··· TEXTE

Loup : un vent de résistance sur les alpages

Il y aura sûrement un avant et un après 20 août 2016. Car au col du Glandon, samedi dernier, les discours des maires, bergers, éleveurs, scientifiques, n'étaient plus à l'aune des simples constats quant aux dégâts de loup, mais à une vraie offensive. Un vent de résistance a soufflé sur les alpages.
Les germes de l'échec
« L'USAPR (1) porte les messages des territoires et des éleveurs », assène en introduction Pierre-Yves Bonnivard, président de l'association et maire de Saint-Colomban-les-Villard (73). Après 25 ans de présence du loup, nous constatons 25 ans d'échec. Oui, la convention de Berne porte en elle l'échec du retour du grand prédateur ». La parole est sûre, le ton ferme, le regard noir. Et pour étayer ses positions et celles de l'ensemble des participants à ce rendez-vous annuel, désormais à vocation européenne, les organisateurs se sont appuyés sur des scientifiques. D'abord Nicolas Lescureux du CNRS (2) qui a mené une étude sur la relation entre les populations rurales et le loup au Kirghizistan et en république de Macédoine.
Dans le premier pays, la chasse était systématique, avec des chasseurs professionnels lors de l'ère soviétique. La relation était alors équilibrée, le prédateur se tenant loin des troupeaux, les hommes et le loup s'observant à distance dans les plaines. Lorsque le Kirghizistan est devenu indépendant, cette structuration a disparu. Plus de chasseurs professionnels, retrait des fusils et donc nette diminution de la pression sur le grand canidé. Aujourd'hui, les troupeaux sont resserrés autour des villages et continuent quand même à se faire attaquer. « Le loup est devenu incontrôlable car la relation dynamique qui existait entre l'homme et la bête a disparu, constate le scientifique. Une incursion du loup ne provoque plus de réaction. Il gagne du terrain. »
Régulation et cohabitation
Constat identique en Macédoine, où la population se frotte aux ours, loups et autres lynx. « L'ours est identifié à un territoire. Il est chassé s'il pose un problème. Il y a une bonne cohabitation », décrit Nicolas Lescureux. Le lynx est lui invisible et pose peu de problème parce qu'il vit éloigné de l'homme. Reste le loup qui en Macédoine est difficilement chassable d'un point de vue réglementaire. « Les dégâts sont importants sur les troupeaux et il attaque les chiens », commente le scientifique. Autre caution scientifique, celle de Michel Meuret de l'Inra. « Dès la réintroduction du loup en 1996 dans le parc de Yellowstone aux Etats-Unis, des mesures de gestion ont été mises en place. Dès qu'un loup pose problème (il tue un ovin, un bovin...), il est régulé. 15 % sont tirés chaque année pour cette raison. La moyenne des dégâts est donc de 180 bovins et 330 ovins attaqués par an (!) entre 2006 et 2014. L'année record 2013 a connu la mort de 721 ovins : 25 meutes sur 267 ont alors été abattues. » Pourtant aujourd'hui, la zone comprend 1 780 loups, bien au-delà des 300 prévus à l'origine. « Quand les conditions d'un équilibre ne sont pas respectées, il y a de gros conflits », concluent les deux scientifiques. Et quand il y a régulation, il y a cohabitation.

······
··· LISTE

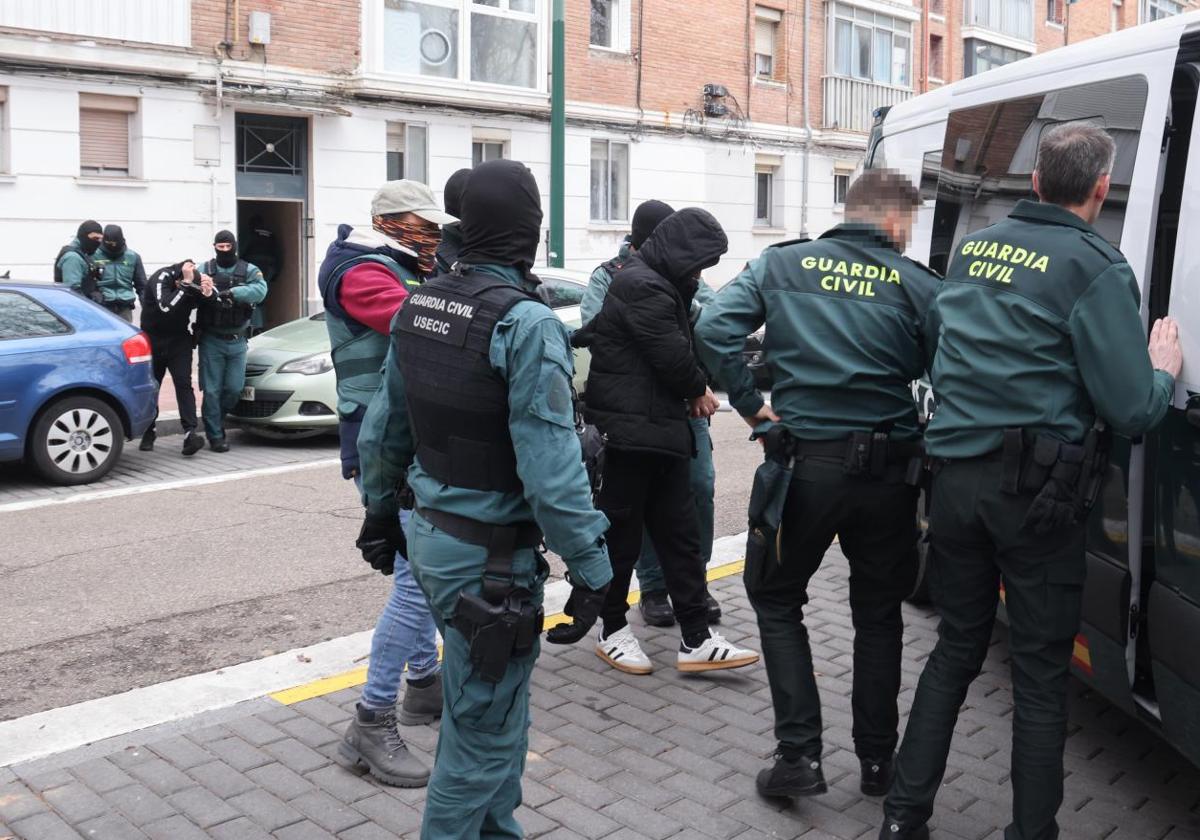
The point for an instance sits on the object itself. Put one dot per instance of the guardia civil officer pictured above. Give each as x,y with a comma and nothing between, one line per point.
654,604
475,403
366,277
121,277
222,325
850,325
1031,354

······

CONSIGNES
**A)** Pouvez-vous condenser en liste le paragraphe de l'article sur le loup qui commence par « Dans le premier pays », sans perdre ses faits principaux ?
**B)** Quelles personnes sont nommées dans l'article sur le loup ?
**C)** Prolongez l'article sur le loup à partir de sa dernière phrase.

RÉPONSES RÉDIGÉES
**A)**
- Au Kirghizistan, sous l'ère soviétique, la chasse était systématique et menée par des chasseurs professionnels.
- La relation était équilibrée : le loup restait loin des troupeaux, et hommes et loups s'observaient à distance dans les plaines.
- Après l'indépendance, cette organisation a disparu : plus de chasseurs professionnels, retrait des fusils, nette baisse de la pression sur le loup.
- Aujourd'hui, les troupeaux sont resserrés autour des villages et subissent pourtant toujours des attaques.
- Selon Nicolas Lescureux, le loup est devenu incontrôlable parce que la relation dynamique entre l'homme et l'animal a disparu. Ses incursions ne provoquent plus de réaction et il gagne du terrain.

**B)**
- Pierre-Yves Bonnivard
- Nicolas Lescureux
- Michel Meuret

**C)**
Dévorée vivante
Les situations catastrophiques, Yann Souriau, maire de Chichilianne, les vit de près. L'attaque d'une habitante du village par deux chiens de protection ont marqué l'élu : « Elle a été dévorée vivante, explique-t-il, elle a vu des morceaux de sa propre chair mangés par les chiens devant elle. » Le traumatisme gagne tout le monde : les touristes ont décommandé leur réservation, le maire a lui-même signé un arrêté dans lequel il déconseille formellement aux personnes d'emprunter les sentiers locaux. « On a mobilisé depuis le début de l'été 70 personnes dont 30 louvetiers, nous vivons au milieu des cadavres des charniers, nous achevons à la main des bêtes presque tous les jours. » « Qu'on laisse les louvetiers faire réellement leur travail et le problème sera résolu », clame M. de Montal, ancien louvetier. « On (la préfecture, ndlr) nous empêche de faire le travail. » Yann Souriau, lui, ne veut plus laisser « le territoire s'effondrer, d'autant plus que cette situation de dangerosité avérée n'est pas unique. Il va y avoir une réaction ferme pour arrêter cette catastrophe. »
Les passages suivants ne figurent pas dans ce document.